**Document segment**:

October 2012 Site Performance Report
It’s been about four months since our last performance report, and we wanted to provide an update on where things stand as we go into the holiday season and our busiest time of the year. Overall the news is very good!
Server Side Performance
Here are the median and 95th percentile load times for core pages, Wednesday 10/24/12:
As you can see, load times declined significantly across all pages. A portion of this improvement is due to ongoing efforts we are making in Engineering to improve performance in our application code. The majority of this dip, however, resulted from upgrading all of our webservers to new machines using Sandy Bridge processors. With Sandy Bridge we saw not only a significant drop in load time across the board, but also a dramatic increase in the amount of traffic that a given server can handle before performance degrades. You can clearly see when the cutover happened in the graph below:
This improvement is a great example of how operational changes can have a dramatic impact on performance. We tend to focus heavily on making software changes to reduce load time, but it is important to remember that sometimes vertically scaling your infrastructure and buying faster hardware is the quickest and most effective way to speed up your site. It’s a good reminder that when working on performance projects you should be willing to make changes in any layer of the stack.

**Source excerpt**:
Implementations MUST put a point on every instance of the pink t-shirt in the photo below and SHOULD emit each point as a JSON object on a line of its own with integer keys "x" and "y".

**Directive 1**: Transcribe the site performance report verbatim, from "October 2012 Site" down to "is very good!".
**Directive 2**: Continue the site performance report from its final sentence.

**Written response 1**:
October 2012 Site Performance Report
It’s been about four months since our last performance report, and we wanted to provide an update on where things stand as we go into the holiday season and our busiest time of the year. Overall the news is very good!

**Written response 2**:
Since our last update we have a more scientific way of measuring front-end performance, using a hosted version of WebPagetest. This enables us to run many synthetic tests a day, and slice the data however we want. Here are the latest numbers, gathered with IE8 from Virginia over a DSL connection as a signed in Etsy user:
These are median numbers across all of the runs on 10/24/12, and we run tests every 30 minutes. Most of the pages are slower as compared to the last update, and we believe that this is due to using our hosted version of WebPagetest and aggregating many tests instead of looking at single tests on the public instance. By design, our new method of measurement should be more stable over the long term, so our next update should give a more realistic view of trends over time.
You might be surprised that we are using synthetic tests for this front-end report instead of Real User Monitoring (RUM) data. RUM is a big part of performance monitoring at Etsy, but when we are looking at trends in front-end performance over time, synthetic testing allows us to eliminate much of the network variability that is inherent in real user data. This helps us tie performance regressions to specific code changes, and get a more stable view of performance overall. We believe that this approach highlights elements of page load time that developers can impact, instead of things like CDN performance and last mile connectivity which are beyond our control.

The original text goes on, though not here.